(Dataset items)
◇ ◇ ◇ ◇ ◇

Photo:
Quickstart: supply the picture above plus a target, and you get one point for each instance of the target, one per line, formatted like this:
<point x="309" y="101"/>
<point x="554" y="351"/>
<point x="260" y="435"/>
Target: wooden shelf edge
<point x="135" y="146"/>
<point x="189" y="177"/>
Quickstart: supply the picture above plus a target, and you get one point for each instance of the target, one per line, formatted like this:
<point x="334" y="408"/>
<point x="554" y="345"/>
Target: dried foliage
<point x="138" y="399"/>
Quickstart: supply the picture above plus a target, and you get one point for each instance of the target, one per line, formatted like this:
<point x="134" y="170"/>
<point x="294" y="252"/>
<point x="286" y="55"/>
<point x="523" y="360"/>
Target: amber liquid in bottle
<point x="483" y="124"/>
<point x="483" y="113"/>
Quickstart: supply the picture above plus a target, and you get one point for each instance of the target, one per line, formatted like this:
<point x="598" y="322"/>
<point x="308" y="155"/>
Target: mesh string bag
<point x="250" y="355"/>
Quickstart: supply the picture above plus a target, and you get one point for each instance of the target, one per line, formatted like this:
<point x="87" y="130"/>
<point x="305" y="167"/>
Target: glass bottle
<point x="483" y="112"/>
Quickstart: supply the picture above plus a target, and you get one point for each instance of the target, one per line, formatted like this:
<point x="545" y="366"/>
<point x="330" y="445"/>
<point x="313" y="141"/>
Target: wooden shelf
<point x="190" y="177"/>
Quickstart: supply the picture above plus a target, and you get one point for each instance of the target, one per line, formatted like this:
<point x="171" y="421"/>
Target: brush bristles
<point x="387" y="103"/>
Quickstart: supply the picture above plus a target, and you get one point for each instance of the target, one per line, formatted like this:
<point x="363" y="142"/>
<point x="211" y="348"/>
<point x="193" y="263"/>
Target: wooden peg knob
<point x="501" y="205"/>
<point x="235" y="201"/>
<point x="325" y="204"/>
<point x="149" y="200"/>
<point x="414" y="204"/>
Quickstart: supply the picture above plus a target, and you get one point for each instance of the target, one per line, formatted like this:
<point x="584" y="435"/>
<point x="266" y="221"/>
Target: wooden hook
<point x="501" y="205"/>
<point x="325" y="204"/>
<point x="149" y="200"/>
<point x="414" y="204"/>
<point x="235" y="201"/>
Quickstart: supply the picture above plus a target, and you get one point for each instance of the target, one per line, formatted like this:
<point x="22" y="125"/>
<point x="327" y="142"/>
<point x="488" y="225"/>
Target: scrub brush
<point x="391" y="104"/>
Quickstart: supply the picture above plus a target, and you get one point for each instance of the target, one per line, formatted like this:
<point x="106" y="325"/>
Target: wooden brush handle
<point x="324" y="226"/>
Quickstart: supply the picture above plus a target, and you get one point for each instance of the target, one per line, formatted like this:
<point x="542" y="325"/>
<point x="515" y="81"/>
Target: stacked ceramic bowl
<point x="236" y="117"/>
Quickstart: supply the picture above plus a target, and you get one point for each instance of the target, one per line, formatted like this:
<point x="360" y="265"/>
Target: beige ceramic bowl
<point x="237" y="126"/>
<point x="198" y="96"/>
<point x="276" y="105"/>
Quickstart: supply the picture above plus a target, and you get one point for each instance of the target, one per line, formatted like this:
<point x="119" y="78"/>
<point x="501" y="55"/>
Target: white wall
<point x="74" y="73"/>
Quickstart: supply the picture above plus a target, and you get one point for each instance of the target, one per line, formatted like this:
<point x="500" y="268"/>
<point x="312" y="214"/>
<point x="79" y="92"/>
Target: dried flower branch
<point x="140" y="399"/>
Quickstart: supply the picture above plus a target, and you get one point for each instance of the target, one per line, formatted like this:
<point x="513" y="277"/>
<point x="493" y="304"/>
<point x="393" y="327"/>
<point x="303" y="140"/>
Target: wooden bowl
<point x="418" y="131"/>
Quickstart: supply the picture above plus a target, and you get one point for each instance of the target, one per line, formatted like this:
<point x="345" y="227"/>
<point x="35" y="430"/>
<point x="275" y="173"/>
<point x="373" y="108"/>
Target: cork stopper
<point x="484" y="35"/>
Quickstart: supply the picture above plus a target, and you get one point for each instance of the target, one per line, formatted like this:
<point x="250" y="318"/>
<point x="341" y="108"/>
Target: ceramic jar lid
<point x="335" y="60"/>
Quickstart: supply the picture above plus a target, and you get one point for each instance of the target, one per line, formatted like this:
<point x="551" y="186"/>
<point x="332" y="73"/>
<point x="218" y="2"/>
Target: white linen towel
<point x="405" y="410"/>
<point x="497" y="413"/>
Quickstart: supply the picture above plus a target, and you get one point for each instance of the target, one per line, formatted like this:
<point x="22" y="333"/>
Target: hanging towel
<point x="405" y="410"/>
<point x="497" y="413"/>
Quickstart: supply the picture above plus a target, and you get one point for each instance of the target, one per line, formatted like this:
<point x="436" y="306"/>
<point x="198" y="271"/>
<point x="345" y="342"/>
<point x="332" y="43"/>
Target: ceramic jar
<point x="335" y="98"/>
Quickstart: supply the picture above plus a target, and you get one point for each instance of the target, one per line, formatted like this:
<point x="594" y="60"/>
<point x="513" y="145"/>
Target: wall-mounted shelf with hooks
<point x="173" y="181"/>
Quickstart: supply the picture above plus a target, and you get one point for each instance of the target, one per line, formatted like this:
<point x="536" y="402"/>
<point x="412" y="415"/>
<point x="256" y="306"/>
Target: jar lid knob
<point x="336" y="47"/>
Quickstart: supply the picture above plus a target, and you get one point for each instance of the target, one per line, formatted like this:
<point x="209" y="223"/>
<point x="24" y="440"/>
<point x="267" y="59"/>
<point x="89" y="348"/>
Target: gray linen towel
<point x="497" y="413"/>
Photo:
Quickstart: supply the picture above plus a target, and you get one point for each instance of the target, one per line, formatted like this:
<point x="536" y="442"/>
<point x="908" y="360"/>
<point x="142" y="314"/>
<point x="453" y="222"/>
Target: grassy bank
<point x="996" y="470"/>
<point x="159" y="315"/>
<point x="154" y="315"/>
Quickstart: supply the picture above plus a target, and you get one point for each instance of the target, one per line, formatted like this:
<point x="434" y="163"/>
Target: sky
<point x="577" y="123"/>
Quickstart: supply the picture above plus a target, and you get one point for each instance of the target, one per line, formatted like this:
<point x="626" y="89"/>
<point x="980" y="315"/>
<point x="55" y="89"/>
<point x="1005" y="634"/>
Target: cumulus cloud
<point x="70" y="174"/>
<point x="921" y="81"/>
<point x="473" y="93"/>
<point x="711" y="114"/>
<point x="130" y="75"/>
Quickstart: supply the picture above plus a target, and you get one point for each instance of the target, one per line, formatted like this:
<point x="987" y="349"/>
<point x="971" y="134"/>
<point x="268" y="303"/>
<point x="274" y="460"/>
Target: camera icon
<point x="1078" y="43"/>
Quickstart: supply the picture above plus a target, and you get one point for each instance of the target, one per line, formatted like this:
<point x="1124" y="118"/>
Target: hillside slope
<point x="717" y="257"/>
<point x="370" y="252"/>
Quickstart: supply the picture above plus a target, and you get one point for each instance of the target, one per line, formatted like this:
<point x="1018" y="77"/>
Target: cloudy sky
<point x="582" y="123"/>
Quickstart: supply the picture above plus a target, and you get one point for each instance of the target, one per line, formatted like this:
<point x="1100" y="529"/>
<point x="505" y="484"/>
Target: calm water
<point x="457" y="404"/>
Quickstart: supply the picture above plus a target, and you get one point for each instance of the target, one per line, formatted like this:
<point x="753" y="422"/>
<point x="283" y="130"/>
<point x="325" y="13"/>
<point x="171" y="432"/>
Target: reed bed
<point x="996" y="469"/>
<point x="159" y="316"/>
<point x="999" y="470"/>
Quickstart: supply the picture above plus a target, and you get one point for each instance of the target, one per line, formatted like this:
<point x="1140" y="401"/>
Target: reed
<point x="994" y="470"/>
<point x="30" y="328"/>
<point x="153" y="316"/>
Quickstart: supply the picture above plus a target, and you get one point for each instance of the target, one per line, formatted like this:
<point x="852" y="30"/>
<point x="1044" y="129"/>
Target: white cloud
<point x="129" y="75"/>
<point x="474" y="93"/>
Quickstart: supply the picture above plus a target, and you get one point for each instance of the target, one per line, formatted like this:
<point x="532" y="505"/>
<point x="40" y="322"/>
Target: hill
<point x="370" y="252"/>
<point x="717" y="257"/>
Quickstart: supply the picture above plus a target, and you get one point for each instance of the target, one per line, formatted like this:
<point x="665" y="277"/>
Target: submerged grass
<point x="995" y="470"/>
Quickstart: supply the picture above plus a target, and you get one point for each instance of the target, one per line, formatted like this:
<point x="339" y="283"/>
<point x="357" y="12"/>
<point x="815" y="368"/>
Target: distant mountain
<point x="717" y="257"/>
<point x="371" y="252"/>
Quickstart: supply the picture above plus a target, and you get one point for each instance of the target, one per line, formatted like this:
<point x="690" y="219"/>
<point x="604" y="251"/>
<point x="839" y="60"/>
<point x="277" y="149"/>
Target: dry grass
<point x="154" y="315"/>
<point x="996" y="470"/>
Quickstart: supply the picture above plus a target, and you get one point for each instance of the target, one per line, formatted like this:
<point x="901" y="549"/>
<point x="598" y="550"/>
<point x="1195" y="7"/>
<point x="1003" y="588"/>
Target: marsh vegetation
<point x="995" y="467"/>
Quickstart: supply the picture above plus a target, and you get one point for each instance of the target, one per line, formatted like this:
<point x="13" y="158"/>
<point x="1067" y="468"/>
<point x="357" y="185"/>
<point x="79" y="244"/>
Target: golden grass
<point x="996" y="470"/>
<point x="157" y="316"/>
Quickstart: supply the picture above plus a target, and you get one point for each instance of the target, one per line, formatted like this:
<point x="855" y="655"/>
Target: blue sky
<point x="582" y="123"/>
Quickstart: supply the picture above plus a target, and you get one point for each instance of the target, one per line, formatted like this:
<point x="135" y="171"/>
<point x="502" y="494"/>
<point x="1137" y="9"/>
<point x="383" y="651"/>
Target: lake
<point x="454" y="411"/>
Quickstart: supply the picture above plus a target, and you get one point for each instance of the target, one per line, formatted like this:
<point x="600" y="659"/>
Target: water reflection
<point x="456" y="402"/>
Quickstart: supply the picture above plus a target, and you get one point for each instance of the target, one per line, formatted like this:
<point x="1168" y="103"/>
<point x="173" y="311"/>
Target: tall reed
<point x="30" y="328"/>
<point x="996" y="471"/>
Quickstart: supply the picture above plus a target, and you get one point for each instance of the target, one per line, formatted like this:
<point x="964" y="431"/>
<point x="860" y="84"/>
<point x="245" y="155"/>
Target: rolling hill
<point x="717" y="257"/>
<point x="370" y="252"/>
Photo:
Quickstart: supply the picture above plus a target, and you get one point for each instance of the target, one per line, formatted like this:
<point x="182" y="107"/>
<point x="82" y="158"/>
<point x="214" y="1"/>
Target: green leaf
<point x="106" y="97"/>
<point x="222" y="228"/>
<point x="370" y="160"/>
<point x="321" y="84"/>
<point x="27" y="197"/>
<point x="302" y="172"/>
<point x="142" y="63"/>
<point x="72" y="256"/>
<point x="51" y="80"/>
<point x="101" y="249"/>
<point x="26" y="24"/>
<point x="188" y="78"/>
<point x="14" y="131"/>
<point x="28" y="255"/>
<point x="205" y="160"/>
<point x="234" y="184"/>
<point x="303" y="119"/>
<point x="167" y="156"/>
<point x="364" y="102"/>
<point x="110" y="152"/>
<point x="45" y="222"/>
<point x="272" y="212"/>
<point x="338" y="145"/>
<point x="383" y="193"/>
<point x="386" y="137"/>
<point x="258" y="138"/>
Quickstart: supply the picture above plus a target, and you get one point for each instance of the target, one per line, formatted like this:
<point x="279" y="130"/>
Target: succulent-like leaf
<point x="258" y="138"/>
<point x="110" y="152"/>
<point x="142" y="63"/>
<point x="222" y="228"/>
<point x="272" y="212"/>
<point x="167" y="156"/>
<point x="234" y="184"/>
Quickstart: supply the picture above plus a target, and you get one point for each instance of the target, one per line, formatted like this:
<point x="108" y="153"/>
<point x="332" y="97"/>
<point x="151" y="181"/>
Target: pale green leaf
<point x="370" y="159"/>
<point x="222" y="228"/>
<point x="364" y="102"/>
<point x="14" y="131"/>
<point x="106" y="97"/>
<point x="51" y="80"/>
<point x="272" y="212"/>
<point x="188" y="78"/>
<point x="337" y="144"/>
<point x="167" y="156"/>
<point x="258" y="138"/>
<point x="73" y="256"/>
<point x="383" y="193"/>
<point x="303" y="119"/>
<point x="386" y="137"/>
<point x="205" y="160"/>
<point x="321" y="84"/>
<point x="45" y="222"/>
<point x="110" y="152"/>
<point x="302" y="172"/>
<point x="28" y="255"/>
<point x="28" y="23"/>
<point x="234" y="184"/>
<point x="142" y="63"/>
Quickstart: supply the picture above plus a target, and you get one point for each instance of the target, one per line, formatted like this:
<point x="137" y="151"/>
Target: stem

◇ ◇ ◇ ◇ ◇

THE PROBLEM:
Pick out every line of the records above that contains the string "wall", and copy each such line. The match is case-sensitive.

SOLVED EXERCISE:
Target: white wall
Target: wall-mounted shelf with hooks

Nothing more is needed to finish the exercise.